Which lines of the following items contain the word "below"? Find each one and copy it out in full.

##### Data in this exercise #####

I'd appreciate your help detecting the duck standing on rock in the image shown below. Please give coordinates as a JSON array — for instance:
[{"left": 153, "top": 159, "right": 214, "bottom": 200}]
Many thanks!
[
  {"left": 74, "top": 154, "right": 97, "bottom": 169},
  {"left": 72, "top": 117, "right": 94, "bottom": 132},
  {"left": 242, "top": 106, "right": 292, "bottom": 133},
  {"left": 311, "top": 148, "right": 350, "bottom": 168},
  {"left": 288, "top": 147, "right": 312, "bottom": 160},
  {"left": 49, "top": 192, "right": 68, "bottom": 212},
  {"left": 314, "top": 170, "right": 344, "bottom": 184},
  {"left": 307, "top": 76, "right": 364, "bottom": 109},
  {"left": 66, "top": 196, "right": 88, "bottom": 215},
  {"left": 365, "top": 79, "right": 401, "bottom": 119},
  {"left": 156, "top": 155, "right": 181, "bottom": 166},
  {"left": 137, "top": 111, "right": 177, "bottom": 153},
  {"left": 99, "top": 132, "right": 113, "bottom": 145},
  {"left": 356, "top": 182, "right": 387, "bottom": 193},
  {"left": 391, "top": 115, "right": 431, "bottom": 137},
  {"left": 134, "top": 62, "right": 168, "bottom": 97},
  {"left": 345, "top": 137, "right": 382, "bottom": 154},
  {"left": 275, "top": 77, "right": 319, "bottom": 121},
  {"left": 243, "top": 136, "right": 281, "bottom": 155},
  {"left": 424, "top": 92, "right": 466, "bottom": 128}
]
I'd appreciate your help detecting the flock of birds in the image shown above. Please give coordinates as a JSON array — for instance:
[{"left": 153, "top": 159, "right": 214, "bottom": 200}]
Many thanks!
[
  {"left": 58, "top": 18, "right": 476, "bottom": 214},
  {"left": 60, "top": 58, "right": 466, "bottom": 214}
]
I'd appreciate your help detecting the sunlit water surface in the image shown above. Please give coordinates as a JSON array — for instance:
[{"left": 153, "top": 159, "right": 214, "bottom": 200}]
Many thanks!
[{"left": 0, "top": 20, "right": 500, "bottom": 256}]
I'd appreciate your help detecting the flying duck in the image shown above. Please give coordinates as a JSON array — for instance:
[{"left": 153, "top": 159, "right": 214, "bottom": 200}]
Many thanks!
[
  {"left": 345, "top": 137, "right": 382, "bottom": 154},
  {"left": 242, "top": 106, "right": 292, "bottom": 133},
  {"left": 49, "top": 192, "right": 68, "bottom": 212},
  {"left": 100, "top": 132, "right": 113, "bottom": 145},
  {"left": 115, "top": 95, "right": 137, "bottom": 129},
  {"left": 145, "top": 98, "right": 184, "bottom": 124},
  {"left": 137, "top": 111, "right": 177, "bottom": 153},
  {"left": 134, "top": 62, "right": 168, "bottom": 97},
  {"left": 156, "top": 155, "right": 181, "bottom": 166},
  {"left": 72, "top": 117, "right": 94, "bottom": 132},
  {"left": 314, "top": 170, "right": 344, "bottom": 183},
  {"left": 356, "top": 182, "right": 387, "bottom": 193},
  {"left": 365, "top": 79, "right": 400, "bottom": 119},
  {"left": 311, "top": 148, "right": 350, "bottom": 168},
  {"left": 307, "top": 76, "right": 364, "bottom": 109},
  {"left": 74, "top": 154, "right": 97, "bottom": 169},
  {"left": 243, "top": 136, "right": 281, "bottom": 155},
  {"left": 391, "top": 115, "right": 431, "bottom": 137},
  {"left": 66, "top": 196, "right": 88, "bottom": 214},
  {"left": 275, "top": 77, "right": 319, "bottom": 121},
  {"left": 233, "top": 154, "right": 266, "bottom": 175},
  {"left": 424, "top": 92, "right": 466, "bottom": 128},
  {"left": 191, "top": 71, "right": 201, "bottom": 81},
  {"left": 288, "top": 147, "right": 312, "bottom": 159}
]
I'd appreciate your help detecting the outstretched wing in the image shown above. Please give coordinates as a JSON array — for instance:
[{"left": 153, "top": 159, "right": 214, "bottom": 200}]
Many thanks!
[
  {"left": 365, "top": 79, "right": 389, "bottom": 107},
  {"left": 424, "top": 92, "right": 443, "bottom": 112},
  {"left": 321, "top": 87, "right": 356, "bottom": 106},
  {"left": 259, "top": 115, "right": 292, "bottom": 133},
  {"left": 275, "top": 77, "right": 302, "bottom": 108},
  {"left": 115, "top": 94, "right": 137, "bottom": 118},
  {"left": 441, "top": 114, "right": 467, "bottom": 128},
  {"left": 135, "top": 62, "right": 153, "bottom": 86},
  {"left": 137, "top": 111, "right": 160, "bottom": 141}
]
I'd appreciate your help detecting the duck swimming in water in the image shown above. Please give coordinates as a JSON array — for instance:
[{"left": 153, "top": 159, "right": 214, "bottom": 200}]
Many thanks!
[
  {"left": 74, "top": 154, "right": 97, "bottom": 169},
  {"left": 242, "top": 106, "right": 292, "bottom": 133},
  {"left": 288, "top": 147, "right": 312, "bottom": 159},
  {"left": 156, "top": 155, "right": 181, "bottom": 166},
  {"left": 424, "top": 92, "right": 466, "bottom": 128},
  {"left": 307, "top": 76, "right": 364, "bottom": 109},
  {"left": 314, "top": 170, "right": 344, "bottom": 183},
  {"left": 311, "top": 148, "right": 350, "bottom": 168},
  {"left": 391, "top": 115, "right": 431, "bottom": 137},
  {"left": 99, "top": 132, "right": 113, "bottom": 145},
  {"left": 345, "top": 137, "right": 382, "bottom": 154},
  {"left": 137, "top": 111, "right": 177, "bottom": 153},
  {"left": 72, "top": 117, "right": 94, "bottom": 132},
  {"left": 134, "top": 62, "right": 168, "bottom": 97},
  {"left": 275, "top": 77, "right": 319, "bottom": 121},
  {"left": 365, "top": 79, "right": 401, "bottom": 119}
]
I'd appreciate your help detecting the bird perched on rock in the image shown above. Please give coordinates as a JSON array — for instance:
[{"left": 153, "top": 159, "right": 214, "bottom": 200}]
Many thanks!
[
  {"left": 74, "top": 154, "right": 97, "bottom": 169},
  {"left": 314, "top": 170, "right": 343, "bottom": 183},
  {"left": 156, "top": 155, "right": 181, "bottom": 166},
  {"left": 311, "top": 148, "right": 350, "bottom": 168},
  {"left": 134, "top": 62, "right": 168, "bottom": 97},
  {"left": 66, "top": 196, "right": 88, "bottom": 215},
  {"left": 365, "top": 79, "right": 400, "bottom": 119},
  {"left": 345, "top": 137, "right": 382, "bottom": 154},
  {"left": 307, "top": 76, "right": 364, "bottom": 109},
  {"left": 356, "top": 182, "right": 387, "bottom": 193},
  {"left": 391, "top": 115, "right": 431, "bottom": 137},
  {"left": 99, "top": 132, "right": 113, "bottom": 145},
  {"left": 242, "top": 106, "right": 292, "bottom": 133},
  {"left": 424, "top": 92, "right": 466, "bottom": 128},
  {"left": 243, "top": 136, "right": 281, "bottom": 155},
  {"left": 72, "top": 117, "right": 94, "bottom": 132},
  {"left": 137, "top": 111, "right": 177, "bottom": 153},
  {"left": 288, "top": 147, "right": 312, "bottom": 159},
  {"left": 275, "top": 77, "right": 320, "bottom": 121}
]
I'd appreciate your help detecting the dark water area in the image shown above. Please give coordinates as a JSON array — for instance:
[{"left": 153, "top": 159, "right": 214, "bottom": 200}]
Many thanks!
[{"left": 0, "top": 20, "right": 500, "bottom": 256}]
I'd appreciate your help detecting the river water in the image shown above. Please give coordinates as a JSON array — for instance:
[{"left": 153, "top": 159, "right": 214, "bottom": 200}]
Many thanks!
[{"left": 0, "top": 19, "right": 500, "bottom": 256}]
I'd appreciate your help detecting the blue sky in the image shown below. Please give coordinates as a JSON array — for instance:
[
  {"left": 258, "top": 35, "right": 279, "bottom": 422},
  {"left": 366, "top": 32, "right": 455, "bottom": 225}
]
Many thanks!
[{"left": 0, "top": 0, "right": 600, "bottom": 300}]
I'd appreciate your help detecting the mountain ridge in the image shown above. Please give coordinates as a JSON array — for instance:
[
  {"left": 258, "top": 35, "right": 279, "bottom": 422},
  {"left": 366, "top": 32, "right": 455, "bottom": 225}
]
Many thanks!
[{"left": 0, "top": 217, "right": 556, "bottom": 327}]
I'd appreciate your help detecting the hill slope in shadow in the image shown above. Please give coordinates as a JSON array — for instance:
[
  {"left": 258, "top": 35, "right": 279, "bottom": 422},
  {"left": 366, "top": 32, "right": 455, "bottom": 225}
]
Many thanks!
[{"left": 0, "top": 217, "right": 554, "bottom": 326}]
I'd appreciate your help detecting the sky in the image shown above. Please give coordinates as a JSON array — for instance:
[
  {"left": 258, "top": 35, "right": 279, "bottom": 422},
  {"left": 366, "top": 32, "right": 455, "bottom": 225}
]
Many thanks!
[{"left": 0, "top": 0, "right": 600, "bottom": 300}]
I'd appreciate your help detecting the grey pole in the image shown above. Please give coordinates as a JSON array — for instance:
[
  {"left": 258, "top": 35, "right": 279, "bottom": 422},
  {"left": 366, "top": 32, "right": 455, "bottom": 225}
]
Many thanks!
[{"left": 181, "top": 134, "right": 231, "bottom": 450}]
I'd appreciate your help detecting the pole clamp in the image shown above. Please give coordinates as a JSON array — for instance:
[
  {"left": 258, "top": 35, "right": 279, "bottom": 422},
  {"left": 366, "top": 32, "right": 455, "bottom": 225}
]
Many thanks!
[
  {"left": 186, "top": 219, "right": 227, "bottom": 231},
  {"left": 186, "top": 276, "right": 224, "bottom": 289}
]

#####
##### Data in this exercise #####

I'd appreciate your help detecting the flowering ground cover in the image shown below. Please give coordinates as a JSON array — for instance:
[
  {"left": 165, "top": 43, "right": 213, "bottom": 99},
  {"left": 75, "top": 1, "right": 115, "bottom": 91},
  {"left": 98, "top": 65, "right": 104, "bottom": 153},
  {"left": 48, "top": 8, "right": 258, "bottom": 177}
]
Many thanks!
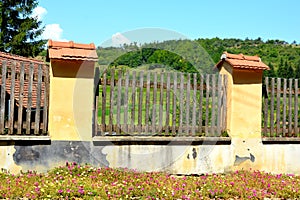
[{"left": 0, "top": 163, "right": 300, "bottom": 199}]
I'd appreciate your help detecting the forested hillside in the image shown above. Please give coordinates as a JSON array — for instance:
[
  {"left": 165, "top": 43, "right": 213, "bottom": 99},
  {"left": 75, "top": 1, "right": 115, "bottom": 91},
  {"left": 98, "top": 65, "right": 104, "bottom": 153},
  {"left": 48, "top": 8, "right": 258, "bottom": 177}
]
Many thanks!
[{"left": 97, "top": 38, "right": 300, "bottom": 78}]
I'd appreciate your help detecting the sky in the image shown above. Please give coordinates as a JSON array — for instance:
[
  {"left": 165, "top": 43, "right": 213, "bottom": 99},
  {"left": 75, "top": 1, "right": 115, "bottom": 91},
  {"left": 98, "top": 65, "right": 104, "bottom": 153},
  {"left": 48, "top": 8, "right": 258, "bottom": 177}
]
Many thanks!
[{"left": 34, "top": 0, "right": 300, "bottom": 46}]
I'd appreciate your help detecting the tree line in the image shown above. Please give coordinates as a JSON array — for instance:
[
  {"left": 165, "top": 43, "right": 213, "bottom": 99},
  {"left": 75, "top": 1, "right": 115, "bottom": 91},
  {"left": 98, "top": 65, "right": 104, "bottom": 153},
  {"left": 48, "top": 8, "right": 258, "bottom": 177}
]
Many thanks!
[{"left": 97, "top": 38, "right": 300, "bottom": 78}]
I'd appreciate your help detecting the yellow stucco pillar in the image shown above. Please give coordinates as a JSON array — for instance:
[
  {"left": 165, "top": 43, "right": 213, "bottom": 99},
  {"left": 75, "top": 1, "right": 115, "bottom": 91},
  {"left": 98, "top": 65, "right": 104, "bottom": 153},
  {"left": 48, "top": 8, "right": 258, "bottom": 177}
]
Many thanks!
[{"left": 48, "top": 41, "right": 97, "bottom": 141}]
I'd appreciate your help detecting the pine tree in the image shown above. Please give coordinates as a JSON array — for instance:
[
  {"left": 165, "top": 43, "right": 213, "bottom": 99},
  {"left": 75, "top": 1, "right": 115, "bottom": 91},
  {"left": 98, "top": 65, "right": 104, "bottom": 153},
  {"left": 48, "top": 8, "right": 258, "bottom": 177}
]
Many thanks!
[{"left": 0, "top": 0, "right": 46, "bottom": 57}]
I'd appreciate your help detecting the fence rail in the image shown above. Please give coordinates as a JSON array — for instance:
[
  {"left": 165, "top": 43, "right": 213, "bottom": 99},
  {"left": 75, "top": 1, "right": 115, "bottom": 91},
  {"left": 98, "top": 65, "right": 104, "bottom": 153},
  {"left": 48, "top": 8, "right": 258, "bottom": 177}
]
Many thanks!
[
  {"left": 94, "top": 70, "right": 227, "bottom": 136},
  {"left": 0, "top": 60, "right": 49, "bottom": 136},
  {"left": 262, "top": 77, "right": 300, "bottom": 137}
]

#####

> Response to the task
I'd appreciate your help detecting the duck standing on rock in the image shown below. Please give coordinates as a JSON array — for instance:
I'd appreciate your help detecting the blue sky in the image shown below. Please give coordinates as a JSON array — for instance:
I'd appreciate your help detecting the flowering ground cover in the image shown below. Please give coordinates as a JSON array — for instance:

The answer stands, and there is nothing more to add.